## Task A
Answer these questions from the compassion article:
(i) What happened to Wendy's brother during the night?
(ii) Whom did Wendy make an appointment with when she was not coping well?
(iii) For how long did Wendy say she didn't need anybody going on about her situation?
## Task B
Reproduce word for word the passage of the compassion article that begins at the words "Wendy decided, there" and stops after "she told me.".
[Page text Boundary: Start]
How to avoid giving an overdose of compassion

Gisa Ellis-Mawer
Gisa Ellis-Mawer
The Founder of Gisa Ellis Consulting

I recently had a conversation with a lovely lady who was diagnosed with breast cancer a couple of months ago. Wendy, as I will call her for this blog, went from diagnosis to surgery to chemotherapy in a matter of weeks. Just when she was starting her chemotherapy, life threw her another curve ball. Her brother, living overseas, had a stroke during the night, and as he was on his own, his partner being stuck abroad due to Covid-19, they found him in his bed only the next day. Sadly, he will never be even near his old self again. This was life being a real bitch for both Wendy and her brother!

So how did Wendy cope with it all? Quite frankly, even though she is a strong, independent lady, this was understandably, too much for her. As she was not coping well at all, she decided to make an appointment with a breast cancer counsellor. I met her a couple of days after and according to Wendy the counsellor spent most of the session sympathising with her, continuously reiterating the fact that she was in a very bad situation and she did not know how she could possibly cope with it all?

Wendy decided, there and then, that this was it and that she was not going back. “I know what kind of situation I am in, and I don’t need anybody going on about it for 40 minutes! I want someone to help me to cope, be strong and positive” she told me.

This is not to criticise the counsellor, who probably had the best of intentions. It is difficult to find someone in today’s world who truly shows compassion while one is going through a challenging situation. Done properly, it can ease your pain and can make you feel safe, heard and understood.
[Page text Boundary: End]
[Data listing Boundary: Start]
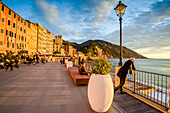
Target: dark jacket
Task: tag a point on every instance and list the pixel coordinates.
(124, 69)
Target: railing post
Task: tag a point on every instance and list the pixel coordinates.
(134, 81)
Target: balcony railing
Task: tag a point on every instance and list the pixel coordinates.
(152, 86)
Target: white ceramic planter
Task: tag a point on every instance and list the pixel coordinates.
(100, 92)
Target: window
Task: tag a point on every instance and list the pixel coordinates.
(1, 43)
(3, 19)
(2, 31)
(13, 25)
(7, 44)
(9, 12)
(18, 18)
(14, 15)
(6, 32)
(2, 8)
(9, 22)
(12, 45)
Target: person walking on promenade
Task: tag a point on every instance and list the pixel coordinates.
(64, 60)
(122, 73)
(37, 58)
(82, 69)
(9, 63)
(16, 62)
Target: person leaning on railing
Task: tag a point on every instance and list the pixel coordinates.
(122, 73)
(82, 69)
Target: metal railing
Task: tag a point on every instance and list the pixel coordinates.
(152, 86)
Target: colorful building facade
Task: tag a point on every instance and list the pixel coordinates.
(13, 35)
(17, 34)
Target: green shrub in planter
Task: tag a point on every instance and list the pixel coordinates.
(101, 66)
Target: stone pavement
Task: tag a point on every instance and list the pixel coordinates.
(42, 88)
(49, 88)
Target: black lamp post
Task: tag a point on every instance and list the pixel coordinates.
(120, 10)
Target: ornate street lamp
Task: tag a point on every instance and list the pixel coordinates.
(120, 10)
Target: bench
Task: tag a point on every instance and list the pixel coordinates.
(77, 78)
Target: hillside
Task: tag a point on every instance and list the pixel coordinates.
(97, 47)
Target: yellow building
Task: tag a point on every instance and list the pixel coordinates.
(49, 43)
(58, 43)
(17, 34)
(41, 38)
(31, 37)
(13, 30)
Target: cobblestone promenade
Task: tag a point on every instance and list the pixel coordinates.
(42, 88)
(49, 88)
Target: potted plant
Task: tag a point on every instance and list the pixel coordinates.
(100, 86)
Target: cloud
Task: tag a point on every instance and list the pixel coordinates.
(103, 10)
(148, 32)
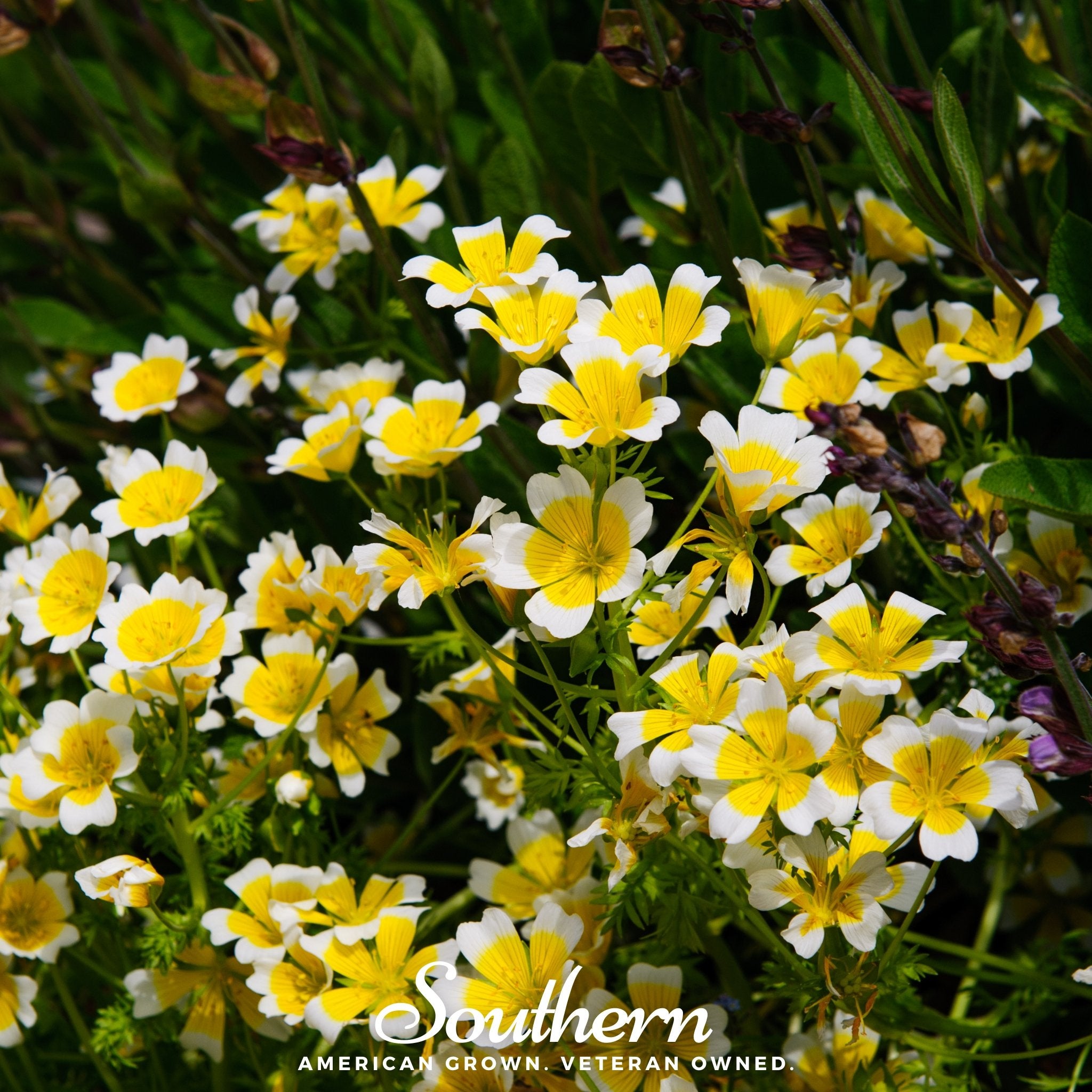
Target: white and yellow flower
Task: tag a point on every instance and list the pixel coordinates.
(1057, 560)
(133, 387)
(18, 993)
(531, 323)
(633, 822)
(32, 916)
(695, 690)
(874, 651)
(403, 205)
(543, 865)
(820, 372)
(329, 446)
(844, 897)
(604, 403)
(890, 234)
(936, 778)
(68, 580)
(497, 790)
(764, 463)
(924, 360)
(574, 558)
(348, 735)
(637, 317)
(423, 438)
(124, 880)
(180, 624)
(156, 499)
(272, 585)
(26, 518)
(487, 262)
(765, 762)
(372, 977)
(420, 567)
(834, 534)
(79, 753)
(287, 686)
(203, 975)
(783, 306)
(270, 347)
(263, 889)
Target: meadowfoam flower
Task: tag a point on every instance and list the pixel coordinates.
(68, 581)
(497, 791)
(373, 977)
(487, 262)
(32, 916)
(765, 761)
(924, 360)
(513, 974)
(330, 445)
(834, 532)
(262, 889)
(844, 898)
(402, 205)
(348, 735)
(270, 347)
(349, 382)
(422, 438)
(18, 993)
(271, 585)
(134, 387)
(420, 567)
(694, 692)
(633, 822)
(82, 749)
(167, 625)
(573, 558)
(657, 622)
(890, 234)
(937, 778)
(287, 686)
(201, 974)
(863, 296)
(636, 317)
(873, 651)
(764, 463)
(1058, 560)
(25, 518)
(783, 305)
(124, 881)
(531, 324)
(656, 991)
(1004, 343)
(604, 404)
(820, 372)
(543, 865)
(153, 499)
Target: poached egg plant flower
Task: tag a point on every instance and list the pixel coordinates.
(156, 499)
(604, 403)
(575, 557)
(637, 317)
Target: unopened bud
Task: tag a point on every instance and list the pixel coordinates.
(974, 408)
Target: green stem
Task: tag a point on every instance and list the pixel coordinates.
(911, 914)
(81, 1029)
(987, 925)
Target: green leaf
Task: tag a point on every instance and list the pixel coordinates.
(1053, 95)
(1061, 487)
(993, 103)
(1071, 276)
(953, 134)
(431, 86)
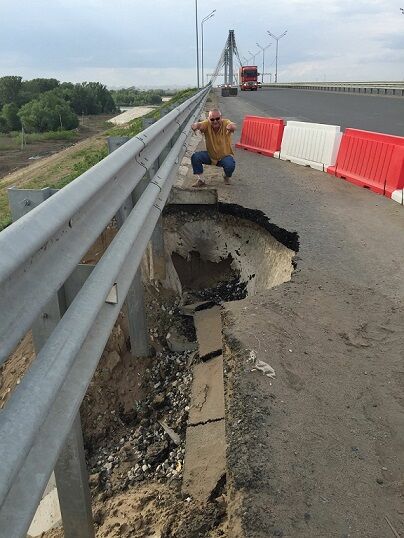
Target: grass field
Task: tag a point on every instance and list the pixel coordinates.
(63, 163)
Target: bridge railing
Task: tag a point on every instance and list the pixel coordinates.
(38, 253)
(384, 88)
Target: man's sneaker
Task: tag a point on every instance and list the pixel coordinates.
(199, 183)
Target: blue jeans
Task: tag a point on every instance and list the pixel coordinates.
(199, 158)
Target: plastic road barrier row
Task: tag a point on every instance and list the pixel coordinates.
(372, 160)
(261, 135)
(310, 144)
(398, 196)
[Data listing Boundary: End]
## Your response A
(i) He had a stroke.
(ii) A breast cancer counsellor.
(iii) 40 minutes.

## Your response B
Wendy decided, there and then, that this was it and that she was not going back. “I know what kind of situation I am in, and I don’t need anybody going on about it for 40 minutes! I want someone to help me to cope, be strong and positive” she told me.